## Work instructions
[a] In the text on filtering rows for a Tabular model, copy the passage from "The FactInternetSales query will" to "for this query.", renaming "FilterRows" to "RowLimit".
[b] In the text on filtering rows for a Tabular model, what type is the FilterRows parameter given?
[c] Pick up the text on filtering rows for a Tabular model after its last sentence and keep writing.

Here’s a simple example of how to do this using the Adventure Works DW database. Imagine you are developing a Tabular model and you have just connected to the relational database, clicked on the FactInternetSales table and clicked Edit to open the Query Editor window before importing. You’ll see something like this:

image

…that’s to say there’ll be a single query visible in the Query Editor with the same name as your source table. The M code visible in the Advanced Editor will be something like this:

let
    Source = 
	#"SQL/localhost;Adventure Works DW",
    dbo_FactInternetSales = 
	Source{[Schema="dbo",Item="FactInternetSales"]}[Data]
in
    dbo_FactInternetSales

At this point the query is importing all of the data from this table, but the aim here is to:

  1. Filter the data down to a much smaller number of rows for the Workspace Database
  2. Load all the data in the table after the database has been deployed to the development server

To do this, stay in the Query Editor and create a new Parameter by going to the menu at the top of the Query Editor and clicking Query/Parameters/New Parameter, and creating a new parameter called FilterRows of type Decimal Number with a Current Value of 10:

image

The parameter will now show up as a new query in the Queries pane on the left of the screen:

image

Note that at the time of writing there is a bug in the Query Editor in SSDT that means that when you create a parameter, close the Query Editor, then reopen it, the parameter is no longer recognised as a parameter – it is shown as a regular query that returns a single value with some metadata attached. Hopefully this will be fixed soon but it it’s not a massive problem for this approach.

Anyway, with the parameter created you can now use the number that it returns to filter the rows in your table. You could, for example, decide to implement the following logic:

  • If the parameter returns 0, load all the data in the table
  • If the parameter returns a value larger than 0, interpret that as the number of rows to import from the table

Here’s the updated M code from the FactInternetSales query above to show how to do this:

let
    Source = 
	#"SQL/localhost;Adventure Works DW",
    dbo_FactInternetSales = 
	Source{[Schema="dbo",Item="FactInternetSales"]}[Data],
    FilterLogic = 
	if 
		FilterRows<=0 
	then 
		dbo_FactInternetSales 
	else 
		Table.FirstN(dbo_FactInternetSales, FilterRows)
in
    FilterLogic 

The FactInternetSales query will now return just 10 rows because the FilterRows parameter returns the value of 10:

image

And yes, query folding does take place for this query.

A run of records
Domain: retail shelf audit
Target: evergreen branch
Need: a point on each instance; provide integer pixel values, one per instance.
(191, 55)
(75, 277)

## Answers given
[a]
The FactInternetSales query will now return just 10 rows because the RowLimit parameter returns the value of 10:

image

And yes, query folding does take place for this query.

[b] Decimal Number.

[c]
You now have a filtered subset of rows for development purposes, so you can click the Import button and carry on with your development as usual. Only 10 rows of data will be imported into the Workspace Database:

image

What happens when you need to deploy to development though?

First, edit the FilterRows parameter so that it returns the value 0. To do this, in the Tabular Model Explorer window, right-click on the Expressions folder (parameters are classed as Expressions, ie queries whose output is not loaded into Analysis Services) and select Edit Expressions:

image

Once the bug I mentioned above has been fixed it should be easy to edit the value that the parameter returns in the Manage Parameters pane; for now you need to open the Advanced Editor window by clicking the button shown below on the toolbar, and then edit the value in the M code directly:

image

Then close the Advanced Editor and click Import. Nothing will happen now – the data for FactInternetSales stays filtered until you manually trigger a refresh in SSDT – and you can deploy to your development server as usual. When you do this, all of the data will be loaded from the source table into your development database:

image

At this point you should go back to the Query Editor and edit the FilterRows parameter so that it returns its original value, so that you don’t accidentally load the full dataset next time you process the data in your Workspace Database.

It would be a pain to have to change the parameter value every time you wanted to deploy, however, and luckily you don’t have to do this if you use BISM Normalizer – a free tool that all serious SSAS Tabular developers should have installed. One of its many features is the ability to do partial deployments, and if you create a new Tabular Model Comparison (see here for detailed instructions on how to do this) it will show the differences between the project and the version of the database on your development server. One of the differences it will pick up is the difference between the value of the parameter in the project and on in the development database, and you can opt to Skip updating the parameter value when you do a deployment from BISM Normalizer:

image

Analysis Services Query Analyzer

Last week a new, free tool for analysing the performance of MDX queries on SSAS Multidimensional was released: Analysis Services Query Analyzer. You can get all the details and download it here:

https://ssasqueryanalyzer.github.io/

…and here’s a post on LinkedIn by one of the authors, Francesco De Chirico, explaining why he decided to build it:

https://www.linkedin.com/pulse/asqa-10-released-francesco-de-chirico/

I’ve played around with it a bit and I’m very impressed – it’s a really sophisticated and powerful tool, and one I’m going to spend some time learning because I’m sure it will be very useful to me. It’s an AddIn for SQL Server Management Studio and captures Profiler and Perfmon data for an MDX query when you run it, does so for a cold and warm cache, and then displays the results in a variety of graphs and charts. And it even has an MDX formatter built in!

image

image

image

You can find a full list of features here, and when you download the tool it comes with very detailed documentation. Definitely a must-have for all serious SSAS Multidimensional developers.

Setting SQL Server Connection String Properties In Power BI and SSAS Tabular Modern Data Sources

It may not be immediately obvious, but you cannot set your own connection string properties when connecting to SQL Server using the built-in SQL Server connector from either Power BI or a modern data source in Azure SSAS/SSAS Tabular 2017:

image

All you can do is configure the options that are available in the UI, which in the current version of SSDT looks like this:

image

…and which are documented in the Sql.Databases() M function here.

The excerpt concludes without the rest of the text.